ABOUT THIS EXERCISE: Only an exact retyping of all the entries counts as an answer.

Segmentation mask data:
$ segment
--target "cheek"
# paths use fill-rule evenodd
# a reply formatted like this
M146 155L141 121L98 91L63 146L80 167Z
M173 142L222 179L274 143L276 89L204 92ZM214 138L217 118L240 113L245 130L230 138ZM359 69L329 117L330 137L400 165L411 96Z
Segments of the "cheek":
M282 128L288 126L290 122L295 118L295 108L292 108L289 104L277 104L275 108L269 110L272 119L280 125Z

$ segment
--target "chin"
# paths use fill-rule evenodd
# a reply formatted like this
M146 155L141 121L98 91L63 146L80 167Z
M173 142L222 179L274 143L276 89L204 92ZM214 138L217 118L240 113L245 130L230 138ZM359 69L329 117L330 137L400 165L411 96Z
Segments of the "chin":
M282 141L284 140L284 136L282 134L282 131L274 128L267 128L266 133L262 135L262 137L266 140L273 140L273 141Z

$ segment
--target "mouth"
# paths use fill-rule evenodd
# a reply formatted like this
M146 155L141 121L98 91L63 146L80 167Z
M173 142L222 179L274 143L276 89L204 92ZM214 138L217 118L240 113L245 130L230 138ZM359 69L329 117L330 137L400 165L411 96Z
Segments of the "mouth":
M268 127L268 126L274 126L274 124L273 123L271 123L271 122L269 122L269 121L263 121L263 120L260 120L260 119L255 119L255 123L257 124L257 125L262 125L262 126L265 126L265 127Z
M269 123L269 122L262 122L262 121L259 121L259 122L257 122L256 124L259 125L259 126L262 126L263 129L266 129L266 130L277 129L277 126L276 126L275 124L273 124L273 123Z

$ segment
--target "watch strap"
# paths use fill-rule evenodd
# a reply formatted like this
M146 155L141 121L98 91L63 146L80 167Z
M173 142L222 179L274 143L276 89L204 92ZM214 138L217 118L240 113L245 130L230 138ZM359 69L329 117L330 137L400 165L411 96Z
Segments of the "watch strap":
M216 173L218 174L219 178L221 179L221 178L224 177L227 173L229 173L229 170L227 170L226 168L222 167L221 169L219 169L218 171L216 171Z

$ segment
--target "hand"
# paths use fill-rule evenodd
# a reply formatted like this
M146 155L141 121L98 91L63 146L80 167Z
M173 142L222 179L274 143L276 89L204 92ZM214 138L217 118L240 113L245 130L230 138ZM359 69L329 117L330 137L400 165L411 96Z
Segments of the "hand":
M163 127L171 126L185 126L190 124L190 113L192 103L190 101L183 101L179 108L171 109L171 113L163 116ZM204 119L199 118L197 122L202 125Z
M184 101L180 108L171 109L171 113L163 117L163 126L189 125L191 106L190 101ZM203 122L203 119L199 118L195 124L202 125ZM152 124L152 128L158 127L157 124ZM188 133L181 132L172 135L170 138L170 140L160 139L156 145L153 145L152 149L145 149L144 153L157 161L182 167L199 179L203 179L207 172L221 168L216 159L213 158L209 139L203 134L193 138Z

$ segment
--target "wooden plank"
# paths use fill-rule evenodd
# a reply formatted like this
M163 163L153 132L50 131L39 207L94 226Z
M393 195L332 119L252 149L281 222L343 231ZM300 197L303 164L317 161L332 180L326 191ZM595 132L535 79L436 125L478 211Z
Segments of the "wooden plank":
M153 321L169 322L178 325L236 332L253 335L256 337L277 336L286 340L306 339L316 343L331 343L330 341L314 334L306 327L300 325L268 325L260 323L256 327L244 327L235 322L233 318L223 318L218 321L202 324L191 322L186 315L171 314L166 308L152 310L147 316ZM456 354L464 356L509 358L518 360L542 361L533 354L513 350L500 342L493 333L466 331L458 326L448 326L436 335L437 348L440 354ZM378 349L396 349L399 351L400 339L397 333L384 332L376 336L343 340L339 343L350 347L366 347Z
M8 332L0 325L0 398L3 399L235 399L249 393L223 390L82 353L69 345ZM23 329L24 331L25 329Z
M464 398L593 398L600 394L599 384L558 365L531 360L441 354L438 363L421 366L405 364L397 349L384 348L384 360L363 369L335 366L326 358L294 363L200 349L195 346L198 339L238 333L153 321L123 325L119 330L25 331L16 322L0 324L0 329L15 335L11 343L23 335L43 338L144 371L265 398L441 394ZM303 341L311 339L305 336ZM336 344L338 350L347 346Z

RESULT FOR THIS EXERCISE:
$ segment
--target "cheek"
# paths use fill-rule evenodd
# a reply formatted like this
M146 155L141 121L98 91L63 146L80 167Z
M173 142L222 179L274 143L276 89L204 92ZM214 138L217 118L240 113L245 130L230 138ZM359 69L329 117L330 137L400 165L411 96Z
Segments of the "cheek":
M282 128L288 126L290 122L295 118L295 108L292 108L289 104L277 104L275 108L269 110L272 119L280 125Z

$ segment
--target "chin"
# paths use fill-rule evenodd
# a reply formatted like this
M146 155L141 121L98 91L63 146L80 167Z
M173 142L222 179L274 143L276 89L204 92ZM214 138L217 118L240 113L245 130L230 138ZM359 69L329 117L330 137L400 165L411 96Z
Segments of the "chin":
M282 141L284 140L284 136L282 134L282 131L274 128L267 128L266 133L262 135L262 137L266 140L273 140L273 141Z

$ segment
--target "mouth"
# paths use fill-rule evenodd
# a reply formatted like this
M146 155L141 121L98 91L63 146L80 167Z
M173 142L222 179L274 143L276 89L204 92ZM214 138L217 118L240 113L245 130L230 138ZM359 69L329 117L330 137L400 165L411 96Z
Segments of the "mouth":
M268 127L268 126L274 126L274 124L273 123L271 123L271 122L269 122L269 121L263 121L263 120L260 120L260 119L255 119L255 123L257 124L257 125L262 125L262 126L265 126L265 127Z
M269 123L269 122L262 122L262 121L259 121L259 122L257 122L256 124L259 125L259 126L262 126L263 129L266 129L266 130L277 129L277 126L276 126L275 124L273 124L273 123Z

$ segment
--target "watch strap"
# paths use fill-rule evenodd
# a reply formatted like this
M146 155L141 121L98 91L63 146L80 167Z
M173 142L222 179L274 143L276 89L204 92ZM214 138L217 118L240 113L245 130L230 138ZM359 69L329 117L330 137L400 165L411 96Z
Segments of the "watch strap":
M216 173L218 174L219 178L221 179L221 178L224 177L227 173L229 173L229 170L227 170L226 168L222 167L221 169L219 169L218 171L216 171Z

$ segment
--target "hand"
# paths use fill-rule evenodd
# a reply formatted like this
M146 155L141 121L98 91L63 146L80 167Z
M173 142L222 179L274 143L276 89L204 92ZM214 138L217 118L240 113L245 130L230 138ZM359 69L329 117L330 137L400 165L411 96Z
Segments of the "hand":
M163 127L171 126L185 126L190 124L190 113L192 103L190 101L183 101L179 108L171 109L171 113L163 116ZM204 119L199 118L197 122L202 125Z
M184 101L180 108L171 109L171 113L163 117L163 126L189 125L191 106L190 101ZM203 122L203 119L199 118L195 124L202 125ZM152 124L152 128L158 127L157 124ZM188 133L181 132L172 135L170 138L170 140L160 139L156 145L153 145L152 149L145 149L144 153L157 161L182 167L199 179L203 179L207 172L221 168L216 159L213 158L209 139L203 134L193 138Z

$ segment
--target "wooden plank"
# paths use fill-rule evenodd
# a reply formatted like this
M163 163L153 132L50 131L39 207L94 226Z
M393 195L332 119L252 149L281 222L343 231ZM300 197L303 164L317 161L332 180L326 191ZM595 132L535 79L436 125L478 211Z
Segments of the "wooden plank":
M153 321L169 322L178 325L236 332L253 335L256 337L277 336L286 340L306 339L316 343L331 343L330 341L314 334L306 327L300 325L268 325L260 323L256 327L244 327L235 322L233 318L223 318L218 321L202 324L191 322L186 315L171 314L166 308L152 310L147 316ZM456 354L464 356L509 358L518 360L542 361L533 354L513 350L500 342L493 333L466 331L458 326L448 326L436 335L437 348L440 354ZM378 349L396 349L399 351L400 339L397 333L384 332L376 336L343 340L339 343L350 347L366 347Z
M8 332L0 325L0 398L3 399L235 399L249 393L223 390L82 353L69 345ZM23 329L24 331L25 329Z
M464 398L593 398L600 394L599 384L558 365L531 360L441 354L438 363L421 366L405 364L397 349L384 348L384 360L363 369L335 366L326 358L294 363L200 349L195 346L198 339L238 333L153 321L123 325L119 330L25 331L16 322L0 324L0 329L15 335L11 343L23 335L43 338L144 371L265 398L441 394ZM303 341L311 339L305 336ZM336 344L338 350L347 346Z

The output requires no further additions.